THE PROBLEM:
Extend the reader comments on the monster story with new material that follows the final comment.

— Start of PAGE —

Nice job leaving it to the reader to imagine the monster!
Great post, very well written. Yes, I know this monster only to well myself and I love how you describe the slow decline into giving your powers over to it. My monster took up residence in my home a long time ago, we have become old friends who love hanging out together, feeding EACH OTHER. A tough one to say good-bye to but I know I must.
Thank you for this interesting take on the prompt.
Kerstin
Wow...I was waiting to see what this monster was. At first I thought it was a neighborhood cat, then it sounded like a Dennis the Menace kid, then it sounded like a teenager....now I'm not sure who it is! Bravo!
Well that is a monstrous tale! Spooky and alarming, but well told!
That was geniunely scary...very evocative writing.
That was a great ending, a very spooky story. I could visualise it all in my head. Loved it.
An interesting monster. In NYC, we have a lot of homeless people -- I know that is not your monster. But, they stay in the same neighborhoods and you get to know them. The tension between what you can give easily, with some difficulty and at your perile becomes overwhelming sometimes. Most of them know how to be easy about things and not to push, which is itself, sad. They know how to beg with politeness. Over the years, especially as my own and my friends' circumstances have gone up and down, I have had to steel myself because I know that I have charities at home to handle.
At the same time, I have had "friends" with absolutely no fear at all of what they ask me for. People who will always let me pay because they know I will. The kind of people who have no trouble at all sitting with you in a coffee shop and NOT ORDERING which means I have to buy them something. Anyway, your story did an excellent job of capturing that kind of feeling -- of being overwhelmed by having to give too much.

— End of PAGE —
— Start of SUPPLIED DATA —

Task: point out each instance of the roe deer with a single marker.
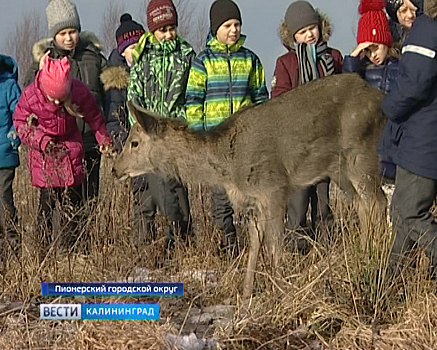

— End of SUPPLIED DATA —

EXERCISE RESULT:
Good job, Imelda! Now kick that monster to the curb, before he eats you out of house and home ;)
This is sooo good - well written - well done. “Bread” he says. Ah… “would you perhaps have a little marmalade I could spread on it? Something bitter and with a scraping of peel within?” LOVE that especially!
I love this - so succinct and scary.
I think I've met this monster, or his brother. This gave me the creeps. Well done.
this is very well written and gives a feeling of sinking..and struggling..until you are to weak to struggle..and then....This monster is a smart little coward...huh??
I, too, liked the bit about the bitter marmalade - and the ending - but I am still wondering who or what the monster might be. I like it that way, it means readers can personalise it more, I think.
This was very good - a monster that most of us face at one time or another and so, so hard to defeat. Well done!
Oh, good job! This is like every bad habbit, every weakness, every moment spent rolling in depression, to me... They are all monsters. And when one lets them in, they can be hard to give 'enough' to, and hard to get rid of!